▶ **Data supplied**:
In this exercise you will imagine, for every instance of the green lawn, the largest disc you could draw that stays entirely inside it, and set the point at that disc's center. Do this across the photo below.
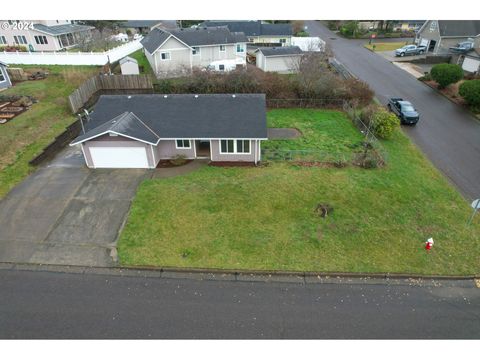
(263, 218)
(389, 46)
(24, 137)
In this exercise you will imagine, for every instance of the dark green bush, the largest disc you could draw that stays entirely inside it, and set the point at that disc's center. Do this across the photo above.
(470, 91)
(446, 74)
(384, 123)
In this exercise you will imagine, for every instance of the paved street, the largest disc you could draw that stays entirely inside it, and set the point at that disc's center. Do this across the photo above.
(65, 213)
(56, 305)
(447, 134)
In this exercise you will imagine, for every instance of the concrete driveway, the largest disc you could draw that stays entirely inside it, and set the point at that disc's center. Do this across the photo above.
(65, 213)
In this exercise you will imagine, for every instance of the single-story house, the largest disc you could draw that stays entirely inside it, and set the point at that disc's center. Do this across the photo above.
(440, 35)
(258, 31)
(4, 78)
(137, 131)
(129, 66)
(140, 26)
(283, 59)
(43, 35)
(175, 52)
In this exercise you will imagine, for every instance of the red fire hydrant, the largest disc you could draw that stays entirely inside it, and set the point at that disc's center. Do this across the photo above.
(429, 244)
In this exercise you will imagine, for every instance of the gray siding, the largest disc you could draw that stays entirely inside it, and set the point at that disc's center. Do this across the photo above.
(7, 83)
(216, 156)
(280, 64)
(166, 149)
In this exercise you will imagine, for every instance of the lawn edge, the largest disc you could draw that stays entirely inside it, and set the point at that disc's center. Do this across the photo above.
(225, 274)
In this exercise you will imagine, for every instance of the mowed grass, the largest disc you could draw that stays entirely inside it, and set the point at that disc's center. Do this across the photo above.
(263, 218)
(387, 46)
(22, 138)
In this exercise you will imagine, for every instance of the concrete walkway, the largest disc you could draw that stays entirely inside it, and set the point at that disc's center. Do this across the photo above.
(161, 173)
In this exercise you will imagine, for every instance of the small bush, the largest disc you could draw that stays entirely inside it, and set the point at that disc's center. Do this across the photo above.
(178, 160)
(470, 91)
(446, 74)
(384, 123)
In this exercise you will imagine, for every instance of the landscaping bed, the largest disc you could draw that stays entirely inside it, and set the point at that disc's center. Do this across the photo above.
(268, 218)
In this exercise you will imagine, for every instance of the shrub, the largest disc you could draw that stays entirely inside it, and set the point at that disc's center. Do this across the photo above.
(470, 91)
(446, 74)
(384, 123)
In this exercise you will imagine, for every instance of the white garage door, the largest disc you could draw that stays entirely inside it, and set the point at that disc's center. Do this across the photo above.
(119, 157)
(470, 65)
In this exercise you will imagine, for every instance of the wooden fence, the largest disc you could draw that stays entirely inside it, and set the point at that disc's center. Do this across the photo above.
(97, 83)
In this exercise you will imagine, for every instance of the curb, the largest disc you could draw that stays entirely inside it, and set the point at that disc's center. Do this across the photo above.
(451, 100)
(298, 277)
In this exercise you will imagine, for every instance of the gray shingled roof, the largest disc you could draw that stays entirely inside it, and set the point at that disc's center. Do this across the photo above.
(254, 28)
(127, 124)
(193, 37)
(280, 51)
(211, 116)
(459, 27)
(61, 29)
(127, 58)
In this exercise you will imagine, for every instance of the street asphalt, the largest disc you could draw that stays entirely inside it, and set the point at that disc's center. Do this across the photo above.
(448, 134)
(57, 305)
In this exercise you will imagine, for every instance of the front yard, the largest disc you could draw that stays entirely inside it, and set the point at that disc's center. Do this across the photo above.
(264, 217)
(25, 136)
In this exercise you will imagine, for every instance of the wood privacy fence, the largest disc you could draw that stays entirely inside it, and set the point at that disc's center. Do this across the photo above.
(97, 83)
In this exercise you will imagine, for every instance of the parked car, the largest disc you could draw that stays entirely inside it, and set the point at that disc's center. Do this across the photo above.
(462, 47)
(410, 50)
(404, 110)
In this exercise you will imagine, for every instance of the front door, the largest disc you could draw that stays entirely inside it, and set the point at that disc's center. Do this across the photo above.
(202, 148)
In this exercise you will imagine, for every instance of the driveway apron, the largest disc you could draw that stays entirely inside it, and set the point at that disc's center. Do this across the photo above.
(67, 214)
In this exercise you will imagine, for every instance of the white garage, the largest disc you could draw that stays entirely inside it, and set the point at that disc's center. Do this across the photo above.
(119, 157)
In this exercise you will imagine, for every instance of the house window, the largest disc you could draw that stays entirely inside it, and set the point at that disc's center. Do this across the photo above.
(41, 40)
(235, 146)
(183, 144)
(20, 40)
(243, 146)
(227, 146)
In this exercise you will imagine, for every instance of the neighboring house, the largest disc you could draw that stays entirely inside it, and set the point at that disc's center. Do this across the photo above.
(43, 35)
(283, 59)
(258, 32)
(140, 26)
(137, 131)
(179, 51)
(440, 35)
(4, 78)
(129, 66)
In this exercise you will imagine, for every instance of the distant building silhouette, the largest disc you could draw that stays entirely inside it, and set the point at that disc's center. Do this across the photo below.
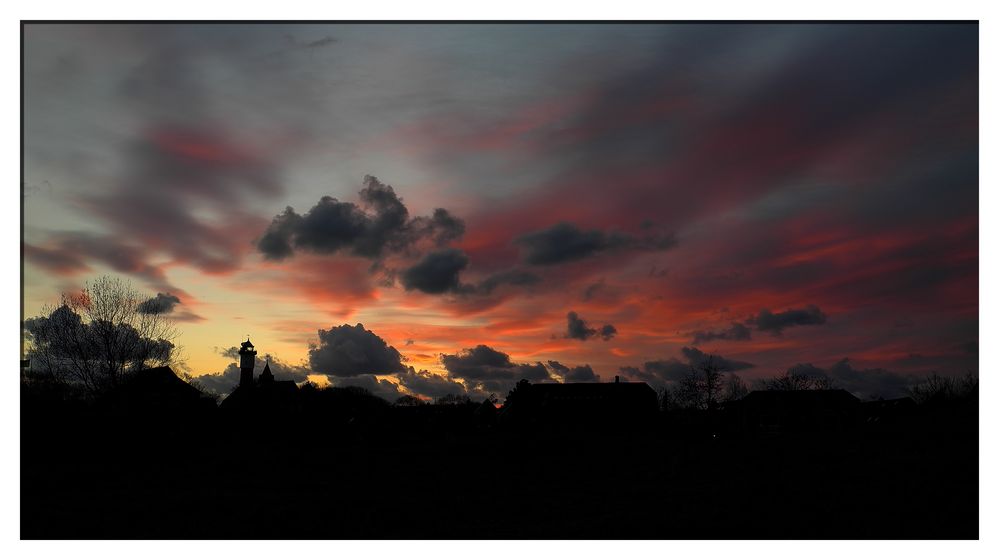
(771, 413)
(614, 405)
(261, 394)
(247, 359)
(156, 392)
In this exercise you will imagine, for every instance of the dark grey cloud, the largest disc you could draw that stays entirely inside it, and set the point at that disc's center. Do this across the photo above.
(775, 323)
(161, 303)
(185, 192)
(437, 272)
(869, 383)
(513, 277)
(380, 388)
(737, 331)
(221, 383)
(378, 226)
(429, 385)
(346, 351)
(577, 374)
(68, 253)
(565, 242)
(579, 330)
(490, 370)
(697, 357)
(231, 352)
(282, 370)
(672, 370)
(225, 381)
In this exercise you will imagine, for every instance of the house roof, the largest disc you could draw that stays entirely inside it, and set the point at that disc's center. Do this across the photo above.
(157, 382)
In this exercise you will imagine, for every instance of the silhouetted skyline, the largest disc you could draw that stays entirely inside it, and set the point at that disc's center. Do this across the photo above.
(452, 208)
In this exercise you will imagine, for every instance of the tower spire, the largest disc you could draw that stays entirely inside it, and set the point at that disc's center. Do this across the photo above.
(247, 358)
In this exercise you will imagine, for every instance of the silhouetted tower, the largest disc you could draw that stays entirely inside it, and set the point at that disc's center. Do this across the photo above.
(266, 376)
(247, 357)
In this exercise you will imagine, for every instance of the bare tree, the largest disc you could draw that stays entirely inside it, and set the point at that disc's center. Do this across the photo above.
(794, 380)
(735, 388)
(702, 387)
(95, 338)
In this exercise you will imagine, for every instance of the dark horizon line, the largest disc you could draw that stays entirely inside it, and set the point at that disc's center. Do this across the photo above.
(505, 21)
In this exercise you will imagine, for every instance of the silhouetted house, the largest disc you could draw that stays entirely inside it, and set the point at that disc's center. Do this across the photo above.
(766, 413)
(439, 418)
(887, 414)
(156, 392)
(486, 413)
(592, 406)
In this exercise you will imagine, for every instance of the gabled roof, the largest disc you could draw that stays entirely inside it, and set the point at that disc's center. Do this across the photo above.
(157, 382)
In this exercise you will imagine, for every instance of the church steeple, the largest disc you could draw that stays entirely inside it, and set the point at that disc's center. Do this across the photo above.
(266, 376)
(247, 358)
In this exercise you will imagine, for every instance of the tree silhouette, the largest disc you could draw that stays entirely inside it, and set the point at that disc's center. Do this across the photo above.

▶ **What the task requires**: Can you extract every line above verbatim, leaving out the pictures?

▶ **Exercise response**:
In this exercise you will imagine, for every instance of the green lawn, the largest disc you could draw that stays entirely inside it, and set the point at that disc's center. Do this across the photo below.
(263, 218)
(389, 46)
(24, 137)
In this exercise you will imagine, for every instance of the dark green bush, the largest disc you could draw that stays entirely inside it, and set the point at that disc's center. Do this across the photo above.
(470, 91)
(446, 74)
(384, 123)
In this exercise you will imagine, for every instance of the paved street, the largest disc you could draw that stays entirely inside it, and set the point at that disc's center. Do this across the photo above.
(65, 213)
(56, 305)
(447, 134)
In this exercise you will imagine, for every instance of the concrete driveway, the largest disc you could draw that stays entirely inside it, and set the point at that disc's center. Do this across the photo above.
(65, 213)
In this exercise you will imagine, for every instance of the single-story house, the largest disc you could draw that stays entirely inside it, and set the point at that disc's center. Do this across the photo above.
(440, 35)
(258, 31)
(4, 78)
(137, 131)
(129, 66)
(140, 26)
(283, 59)
(43, 35)
(175, 52)
In this exercise you will imagine, for every instance of the red fire hydrant, the largest disc you could draw that stays entirely inside it, and set the point at that disc's center. Do this across the photo above.
(429, 244)
In this exercise you will imagine, for every instance of the gray siding, the largest disc you could draw that stays entirely inside it, and set the point at that disc's center. Do this across the photo above.
(7, 83)
(216, 156)
(280, 64)
(166, 149)
In this exercise you will imagine, for every instance of the lawn edge, the largest disc you could draw that stays entirely inside it, and set the point at that disc's center. Do this across the photo above.
(225, 274)
In this exercise you will imagine, for every instance of the mowed grass, the largest disc you could draw that stays entirely inside it, and set the point at that disc's center. Do this across the photo above.
(263, 218)
(387, 46)
(22, 138)
In this exercise you will imagine, for every instance of the concrete walkway, the largest disc you could draw that stays entirely inside it, and set the point at that disc's center. Do this across the photo above.
(161, 173)
In this exercise you will imagine, for every instance of the small bush, the largest disc you could draw that stays entirely inside it, and set the point at that disc's center. Do this across the photo above.
(178, 160)
(470, 91)
(446, 74)
(384, 123)
In this exercise you will imagine, for every instance of the landscaping bed, the largest disc you could draw that stays entirely inside it, and set the point at that disc's center. Do this across the photo above.
(268, 218)
In this exercise you will imagine, for every instance of the shrub, the largest disc you could draw that stays entirely inside it, and set the point at that disc's center. Do this across the photo above.
(470, 91)
(446, 74)
(384, 123)
In this exercise you will imagine, for every instance of the white garage door, the largest disc you could draw that stays entirely inside it, and set the point at that disc's center. Do this across the photo above.
(119, 157)
(470, 65)
In this exercise you will imagine, for every instance of the wooden fence, the largest disc you could draw that stays entirely inside it, and set the point at that disc's center. Do this across the photo above.
(97, 83)
In this exercise you will imagine, for every instance of the curb, the largest disc you could draw that stays entirely inside it, and set the point at that disc's center. Do this across the photo above.
(451, 100)
(298, 277)
In this exercise you will imagine, for every instance of the gray shingled roof, the largest disc you could draw that stays entirely inside it, and set the point at that disc's center. Do this across the photo above.
(254, 28)
(127, 124)
(193, 37)
(280, 51)
(211, 116)
(459, 27)
(61, 29)
(127, 58)
In this exercise you will imagine, for every instance of the street asphalt, the largest disc you could draw that stays entirely inside it, and set the point at that disc's center. Do this across the photo above.
(448, 134)
(57, 305)
In this exercise you will imagine, for every instance of the front yard, the largest disc you could draw that stays entirely inside it, and set the point at that disc's center. Do this across the photo above.
(264, 217)
(25, 136)
In this exercise you will imagine, for every instance of the wood privacy fence, the largest disc you could draw that stays entirely inside it, and set the point at that disc's center. Do this across the photo above.
(97, 83)
In this exercise you will imagine, for every instance of the parked car, the largest disc you could draw that stays entirely inside it, and set the point at that disc's center. Do this across the photo above.
(462, 47)
(410, 50)
(404, 110)
In this exercise you will imagine, for every instance of the front door, the largest disc you could draw that stays entirely inside it, and set the point at that disc's center. Do this across the photo above.
(202, 148)
In this exercise you will imagine, for every instance of the driveway apron, the largest disc you could draw that stays entirely inside it, and set the point at that disc's center. Do this across the photo above.
(67, 214)
In this exercise you will imagine, for every instance of the white garage, the largest disc you could draw that stays entirely inside it, and set the point at that disc's center. Do this across the photo above.
(119, 157)
In this exercise you will imagine, for every instance of the house window, the largest disc you could draw that stays entirely inside it, and set the point at that disc's center. Do this across the photo above.
(41, 40)
(235, 146)
(183, 144)
(20, 40)
(243, 146)
(227, 146)
In this exercise you will imagine, for every instance of the neighboring house, the largest disc you could draw that stays entirely inside it, and set the point at that disc's center. Do this across the photo above.
(43, 35)
(283, 59)
(258, 32)
(140, 26)
(137, 131)
(179, 51)
(440, 35)
(4, 78)
(129, 66)
In this exercise you will imagine, for every instance of the distant building silhouette, the largest disc you could draw that stays entirely inside it, and set the point at that disc's center. Do this across the photo below.
(771, 413)
(614, 405)
(261, 394)
(247, 359)
(156, 392)
In this exercise you will imagine, for every instance of the dark grey cloud, the largest disc you could draw that stays entirely inside it, and set the point at that disc's center. Do this across the photo above.
(775, 323)
(161, 303)
(185, 192)
(437, 272)
(869, 383)
(513, 277)
(380, 388)
(737, 331)
(221, 383)
(378, 226)
(429, 385)
(346, 351)
(577, 374)
(68, 253)
(565, 242)
(579, 330)
(490, 370)
(697, 357)
(231, 352)
(282, 370)
(672, 370)
(225, 381)
In this exercise you will imagine, for every instance of the house roof, the largest disc you could draw that stays entirely inside it, and set the point at that disc's center. Do this across the photo above.
(157, 382)
In this exercise you will imagine, for every instance of the silhouetted skyline, the largest disc you could draw that stays entirely inside it, and set the point at that disc's center. Do this across the photo above.
(452, 208)
In this exercise you will imagine, for every instance of the tower spire, the largest disc you could draw that stays entirely inside it, and set the point at that disc's center. Do this across the photo above.
(247, 358)
In this exercise you will imagine, for every instance of the silhouetted tower, the largest disc you could draw that stays entirely inside it, and set the point at that disc's center. Do this across the photo above.
(266, 376)
(247, 357)
In this exercise you will imagine, for every instance of the bare tree, the largest disc you could draw that stays entirely inside it, and set the point at that disc's center. Do this across the photo above.
(794, 380)
(735, 388)
(702, 387)
(95, 338)
In this exercise you will imagine, for every instance of the dark horizon line, the largest disc you could draw that stays entirely inside it, and set the point at that disc's center. Do this across the photo above.
(505, 21)
In this exercise you will imagine, for every instance of the silhouetted house, the largest disc you could draw that stays entirely inside it, and set the point at that disc's center. Do this across the photo above.
(766, 413)
(439, 418)
(887, 414)
(156, 392)
(486, 413)
(592, 406)
In this exercise you will imagine, for every instance of the gabled roof, the largest disc you could draw that stays entirely inside it, and set the point at that disc's center. Do this across the photo above.
(157, 382)
In this exercise you will imagine, for every instance of the church steeple, the largest disc you could draw that stays entirely inside it, and set the point at that disc's center. Do this across the photo above.
(266, 376)
(247, 358)
In this exercise you will imagine, for every instance of the tree silhouette, the largest disc you could draw that stays entirely inside it, and set the point at that disc's center. Do this across the photo above.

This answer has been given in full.